===== RECORDS FOR THIS TASK =====

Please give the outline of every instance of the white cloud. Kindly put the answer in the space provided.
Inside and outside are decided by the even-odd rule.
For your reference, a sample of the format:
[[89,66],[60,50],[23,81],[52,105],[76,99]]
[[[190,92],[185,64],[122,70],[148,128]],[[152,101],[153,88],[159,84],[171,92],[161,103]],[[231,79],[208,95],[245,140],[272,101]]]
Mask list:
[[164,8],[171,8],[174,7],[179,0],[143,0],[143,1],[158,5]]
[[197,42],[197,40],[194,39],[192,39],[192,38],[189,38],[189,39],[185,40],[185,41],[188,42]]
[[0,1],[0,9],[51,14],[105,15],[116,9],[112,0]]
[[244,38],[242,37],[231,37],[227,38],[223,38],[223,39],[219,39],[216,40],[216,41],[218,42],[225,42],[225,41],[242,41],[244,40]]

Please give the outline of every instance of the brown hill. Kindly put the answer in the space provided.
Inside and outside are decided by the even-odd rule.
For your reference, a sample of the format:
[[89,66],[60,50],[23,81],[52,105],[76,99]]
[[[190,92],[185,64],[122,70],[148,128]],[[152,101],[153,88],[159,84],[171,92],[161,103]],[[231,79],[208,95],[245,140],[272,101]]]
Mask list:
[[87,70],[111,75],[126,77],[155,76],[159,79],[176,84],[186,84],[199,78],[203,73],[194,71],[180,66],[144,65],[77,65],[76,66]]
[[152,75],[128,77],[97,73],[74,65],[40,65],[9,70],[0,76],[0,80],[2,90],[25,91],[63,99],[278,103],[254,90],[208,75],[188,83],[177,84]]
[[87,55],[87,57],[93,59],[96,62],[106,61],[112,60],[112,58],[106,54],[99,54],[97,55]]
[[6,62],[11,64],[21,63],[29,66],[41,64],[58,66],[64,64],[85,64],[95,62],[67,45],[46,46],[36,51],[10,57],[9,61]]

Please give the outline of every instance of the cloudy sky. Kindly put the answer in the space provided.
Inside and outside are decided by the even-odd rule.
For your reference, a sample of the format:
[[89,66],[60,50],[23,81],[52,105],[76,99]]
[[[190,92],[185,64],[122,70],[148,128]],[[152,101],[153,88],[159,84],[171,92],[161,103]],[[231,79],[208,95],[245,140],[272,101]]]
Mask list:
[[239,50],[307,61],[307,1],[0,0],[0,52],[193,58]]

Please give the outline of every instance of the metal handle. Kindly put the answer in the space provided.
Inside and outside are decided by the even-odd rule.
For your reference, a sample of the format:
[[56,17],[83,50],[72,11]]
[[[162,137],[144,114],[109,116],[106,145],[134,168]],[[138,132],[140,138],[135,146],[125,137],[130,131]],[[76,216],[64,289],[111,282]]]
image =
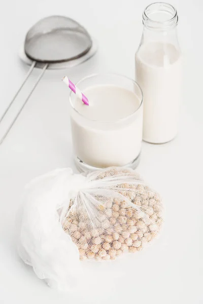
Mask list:
[[[18,91],[16,92],[16,93],[14,97],[13,97],[13,99],[12,100],[12,101],[11,101],[10,103],[9,104],[9,105],[8,105],[8,106],[6,108],[6,109],[5,111],[4,112],[4,113],[3,113],[3,116],[2,116],[2,117],[1,117],[1,118],[0,119],[0,124],[2,122],[2,121],[3,121],[3,119],[4,119],[4,117],[5,116],[5,115],[6,115],[6,113],[7,113],[7,112],[9,110],[9,109],[10,109],[10,108],[11,107],[12,104],[13,103],[13,102],[14,101],[15,98],[16,98],[16,96],[18,95],[18,94],[19,93],[20,91],[21,90],[21,89],[22,89],[22,88],[24,86],[25,83],[26,82],[26,80],[28,79],[29,76],[31,74],[31,73],[33,69],[35,67],[35,66],[36,64],[36,61],[33,61],[32,62],[32,64],[31,66],[30,66],[30,67],[29,68],[29,70],[28,70],[28,71],[27,72],[27,75],[26,75],[26,77],[25,77],[25,78],[23,82],[22,83],[22,84],[21,85],[20,87],[18,89]],[[42,71],[41,74],[40,74],[39,77],[38,77],[38,79],[37,80],[36,82],[35,83],[35,85],[33,85],[33,86],[32,87],[32,89],[31,89],[31,90],[29,92],[29,93],[27,97],[25,99],[25,100],[23,104],[22,105],[22,106],[20,108],[20,110],[18,111],[18,113],[16,115],[15,117],[14,118],[14,119],[13,120],[13,121],[12,122],[12,123],[9,125],[9,126],[7,130],[6,130],[6,132],[4,133],[4,135],[3,136],[3,137],[2,137],[2,138],[1,139],[1,140],[0,140],[0,145],[3,143],[3,142],[4,141],[4,140],[5,140],[5,139],[6,138],[6,137],[7,137],[7,136],[8,134],[9,131],[10,131],[10,130],[11,129],[12,127],[13,127],[13,126],[15,124],[15,122],[16,121],[18,117],[20,115],[20,113],[22,112],[22,111],[24,107],[25,106],[26,103],[27,103],[27,101],[29,99],[29,98],[30,97],[31,95],[32,94],[33,91],[34,91],[35,89],[37,87],[38,83],[40,82],[41,79],[42,78],[42,77],[44,75],[44,72],[45,72],[46,68],[47,68],[48,66],[48,63],[46,63],[44,66],[44,67],[43,67],[43,68],[42,69]]]

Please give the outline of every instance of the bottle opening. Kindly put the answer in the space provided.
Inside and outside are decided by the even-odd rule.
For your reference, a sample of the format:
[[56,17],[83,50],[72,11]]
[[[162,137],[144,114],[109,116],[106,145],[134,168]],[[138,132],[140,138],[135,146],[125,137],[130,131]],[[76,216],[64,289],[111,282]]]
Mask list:
[[177,12],[171,5],[164,2],[150,4],[143,15],[143,24],[148,27],[162,28],[178,23]]

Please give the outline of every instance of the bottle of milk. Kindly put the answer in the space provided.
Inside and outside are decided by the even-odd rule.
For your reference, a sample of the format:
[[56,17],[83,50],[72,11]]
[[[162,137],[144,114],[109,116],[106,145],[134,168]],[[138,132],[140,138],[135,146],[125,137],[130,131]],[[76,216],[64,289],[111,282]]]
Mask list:
[[164,3],[149,5],[143,15],[136,78],[143,92],[143,138],[148,142],[167,142],[177,134],[182,70],[178,20],[176,10]]

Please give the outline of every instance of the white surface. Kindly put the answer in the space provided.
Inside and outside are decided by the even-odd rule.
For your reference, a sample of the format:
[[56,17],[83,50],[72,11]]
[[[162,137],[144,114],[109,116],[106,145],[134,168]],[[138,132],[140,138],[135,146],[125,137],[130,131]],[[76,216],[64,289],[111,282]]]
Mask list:
[[[66,295],[50,289],[39,280],[16,251],[15,213],[25,183],[48,170],[73,166],[69,92],[61,83],[61,77],[67,74],[74,82],[92,72],[112,71],[133,77],[134,53],[142,30],[142,14],[149,3],[146,0],[12,0],[2,5],[0,112],[27,70],[17,54],[26,29],[40,18],[66,14],[76,18],[98,39],[99,50],[95,57],[71,70],[46,72],[15,128],[0,147],[1,304],[203,301],[200,0],[174,0],[172,3],[180,17],[179,36],[185,58],[185,96],[179,136],[164,145],[143,143],[138,168],[163,196],[165,223],[161,236],[143,252],[128,260],[112,263],[113,267],[110,265],[109,271],[116,269],[119,278],[112,279],[110,271],[95,264],[92,268],[94,288],[91,284],[88,287],[86,284],[85,289],[79,287]],[[34,71],[17,100],[18,106],[38,74],[39,70]],[[13,112],[17,107],[14,107]],[[88,273],[90,268],[86,269]],[[103,271],[106,271],[106,275]]]

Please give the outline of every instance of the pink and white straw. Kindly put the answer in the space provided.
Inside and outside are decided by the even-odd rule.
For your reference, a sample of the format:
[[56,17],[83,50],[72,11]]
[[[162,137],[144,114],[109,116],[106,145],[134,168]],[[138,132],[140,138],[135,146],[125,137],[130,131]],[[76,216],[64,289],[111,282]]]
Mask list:
[[72,82],[67,78],[67,76],[63,77],[62,80],[71,89],[71,90],[82,100],[85,104],[89,105],[89,101],[87,97],[85,96],[84,94],[82,93],[78,88],[77,88]]

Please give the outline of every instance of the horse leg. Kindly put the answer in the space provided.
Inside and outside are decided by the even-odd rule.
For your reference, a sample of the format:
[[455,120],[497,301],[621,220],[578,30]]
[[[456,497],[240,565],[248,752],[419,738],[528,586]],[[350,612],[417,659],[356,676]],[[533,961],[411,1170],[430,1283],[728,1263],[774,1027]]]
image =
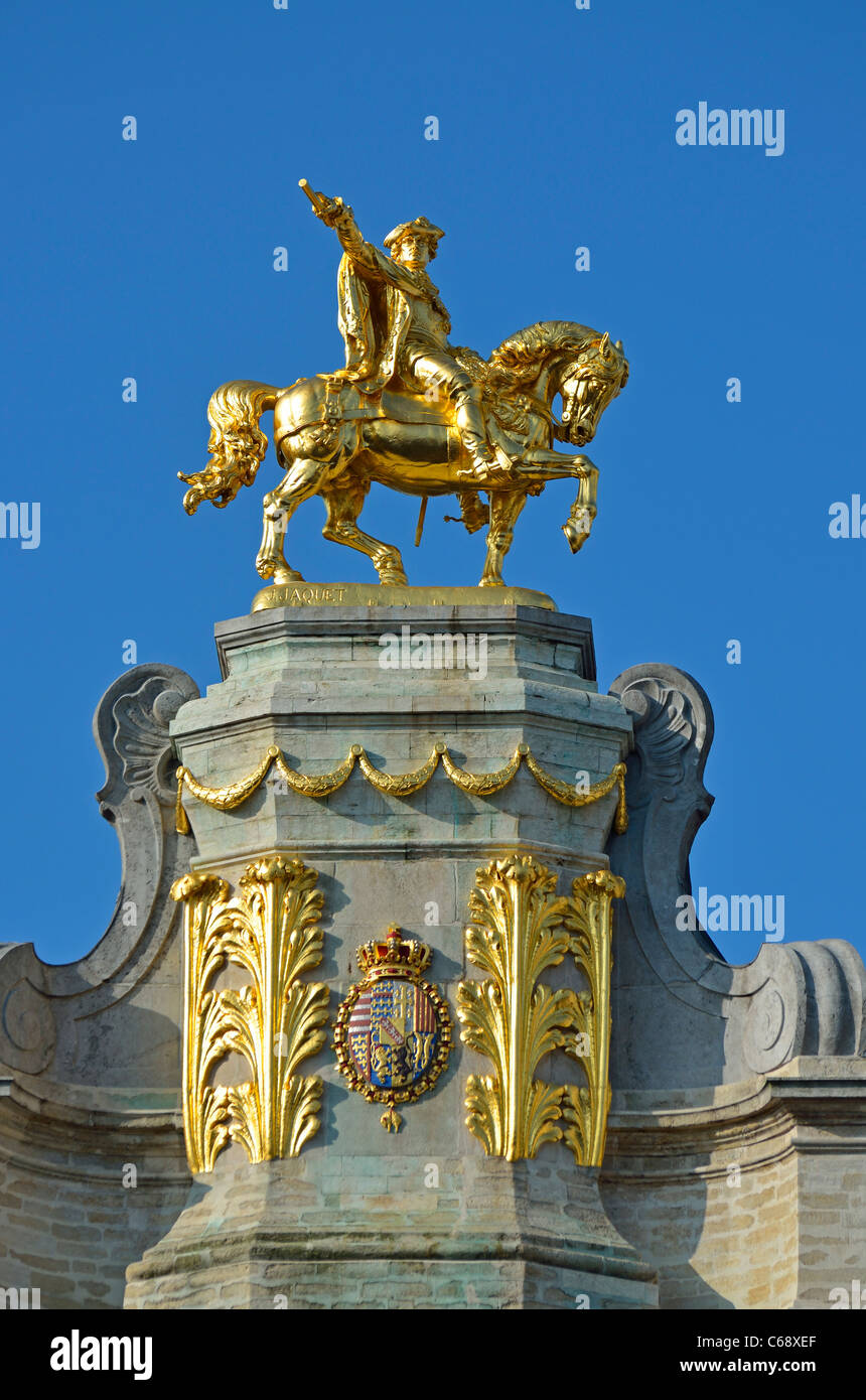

=====

_TO BE DONE_
Identify every line of the entries above that contains the word "bottle", matching case exactly, and copy each of those lines in full.

_EXERCISE OUTPUT_
Please give the outline of every instance of the bottle opening. Kindly put the answer in the space provided.
Please give the outline of every instance of the bottle of milk. Kindly put the answer in the space provided.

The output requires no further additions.